**What the exercise asks**
Every entry has to be restated word for word.

**Exercise materials**
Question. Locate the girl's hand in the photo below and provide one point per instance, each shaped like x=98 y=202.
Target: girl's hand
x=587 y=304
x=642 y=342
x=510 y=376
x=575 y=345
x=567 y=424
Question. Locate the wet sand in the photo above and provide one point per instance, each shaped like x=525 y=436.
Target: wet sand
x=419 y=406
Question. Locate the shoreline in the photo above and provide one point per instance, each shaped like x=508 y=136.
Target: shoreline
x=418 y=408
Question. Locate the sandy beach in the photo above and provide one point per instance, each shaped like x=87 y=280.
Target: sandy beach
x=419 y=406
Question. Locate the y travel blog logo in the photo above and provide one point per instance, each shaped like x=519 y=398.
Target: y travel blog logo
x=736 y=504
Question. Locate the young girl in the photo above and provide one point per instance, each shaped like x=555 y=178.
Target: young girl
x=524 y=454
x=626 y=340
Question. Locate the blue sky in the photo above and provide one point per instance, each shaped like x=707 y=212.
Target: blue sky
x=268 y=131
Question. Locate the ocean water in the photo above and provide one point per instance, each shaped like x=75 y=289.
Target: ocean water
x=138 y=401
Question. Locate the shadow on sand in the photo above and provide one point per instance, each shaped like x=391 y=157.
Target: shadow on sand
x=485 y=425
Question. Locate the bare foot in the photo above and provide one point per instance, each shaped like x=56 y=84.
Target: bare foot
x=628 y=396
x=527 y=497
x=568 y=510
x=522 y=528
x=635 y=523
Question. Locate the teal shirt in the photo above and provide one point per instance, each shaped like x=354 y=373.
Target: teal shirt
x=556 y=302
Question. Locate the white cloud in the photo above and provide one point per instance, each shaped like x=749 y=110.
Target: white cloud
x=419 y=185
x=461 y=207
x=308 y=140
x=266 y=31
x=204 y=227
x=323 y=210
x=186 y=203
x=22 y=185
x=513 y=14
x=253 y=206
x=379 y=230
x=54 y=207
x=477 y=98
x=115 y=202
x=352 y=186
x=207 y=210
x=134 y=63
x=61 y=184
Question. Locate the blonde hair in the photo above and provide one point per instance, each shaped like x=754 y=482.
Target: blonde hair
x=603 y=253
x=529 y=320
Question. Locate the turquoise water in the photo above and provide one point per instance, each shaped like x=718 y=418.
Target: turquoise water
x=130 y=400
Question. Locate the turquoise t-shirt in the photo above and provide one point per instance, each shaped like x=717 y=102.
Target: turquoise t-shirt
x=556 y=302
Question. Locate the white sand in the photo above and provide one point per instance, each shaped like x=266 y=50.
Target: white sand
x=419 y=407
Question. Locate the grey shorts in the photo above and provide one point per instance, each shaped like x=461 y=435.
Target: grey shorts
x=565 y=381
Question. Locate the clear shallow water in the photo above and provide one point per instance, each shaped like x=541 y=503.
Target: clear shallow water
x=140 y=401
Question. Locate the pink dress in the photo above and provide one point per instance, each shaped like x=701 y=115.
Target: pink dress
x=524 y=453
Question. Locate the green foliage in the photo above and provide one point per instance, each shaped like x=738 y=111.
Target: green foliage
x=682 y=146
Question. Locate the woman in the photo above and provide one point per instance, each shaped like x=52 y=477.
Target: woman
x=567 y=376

**Written solution**
Question. Locate the girl's hand in the photo below and provide one point per instance, each shaped like x=98 y=202.
Target: girl's hand
x=587 y=304
x=642 y=342
x=510 y=376
x=575 y=345
x=567 y=424
Question. Locate the wet sand in the photo above and provide one point per instance, each shaped like x=525 y=436.
Target: wet sand
x=419 y=406
Question. Locate the shoreline in the photo above and provide one point per instance, each shaped like x=508 y=136.
Target: shoreline
x=418 y=408
Question. Locate the sandy beach in the photo above and provide one point per instance, each shaped like x=87 y=280.
Target: sandy beach
x=419 y=406
Question. Locate the y travel blog logo in the photo above and provide one point per instance, each shaped like x=519 y=398.
Target: y travel blog logo
x=736 y=504
Question. Locate the young girl in the photo above and provide one point per instance, each shaped like x=555 y=178.
Target: young girl
x=524 y=454
x=626 y=340
Question. Locate the blue sky in the photo above and provide one point per instance, each shaped like x=707 y=212.
Target: blue sky
x=268 y=131
Question. Locate the ocean water in the photo above and provide one point per instance, each shaped like x=75 y=289.
Target: ocean water
x=138 y=401
Question. Locate the shadow on sand in the photo above and provide one point per instance, each shaped like x=391 y=157.
Target: shadow on sand
x=485 y=425
Question. Locate the bare foot in the photo above and provide one point per instance, each shaped like x=56 y=84.
Target: bare foot
x=628 y=396
x=527 y=497
x=568 y=510
x=522 y=528
x=635 y=523
Question. Locate the teal shirt in the photo above and provide one point per instance, each shaped like x=354 y=373.
Target: teal shirt
x=556 y=302
Question. Locate the white cloud in the photo above and provide one point per instance, each shaped like x=749 y=110.
Target: white cloud
x=419 y=185
x=461 y=207
x=308 y=140
x=266 y=31
x=204 y=227
x=323 y=210
x=186 y=203
x=22 y=185
x=513 y=14
x=253 y=206
x=379 y=230
x=54 y=207
x=477 y=98
x=115 y=202
x=352 y=186
x=207 y=210
x=134 y=63
x=61 y=184
Question. Locate the blonde hair in the photo above and provide one point per instance, each shaped like x=754 y=482.
Target: blonde hair
x=603 y=253
x=529 y=320
Question. Locate the turquoise water in the photo above and provide one point per instance, each shaped like x=718 y=418.
Target: turquoise water
x=130 y=400
Question. Locate the turquoise t-shirt in the photo above and provide one point per instance, each shaped like x=717 y=102.
Target: turquoise t-shirt
x=556 y=302
Question. Locate the white sand in the photo above and provide one point per instance, each shaped like x=266 y=50.
Target: white sand
x=419 y=407
Question. Locate the grey shorts in the photo above and provide one point per instance, each shaped like x=461 y=435.
Target: grey shorts
x=565 y=381
Question. Locate the clear shallow water in the photo above and provide one point per instance, each shaped like x=541 y=503.
Target: clear shallow water
x=140 y=401
Question. Locate the pink dress in the photo above and provide one point per instance, each shaped like x=701 y=115.
Target: pink dress
x=524 y=453
Question. Locate the green foliage in the photo above and provide one point per instance, each shaped like x=738 y=111.
Target: green foliage
x=682 y=146
Question. Locate the woman in the photo above and provide one point per instance, each shaped like x=52 y=477.
Target: woman
x=567 y=376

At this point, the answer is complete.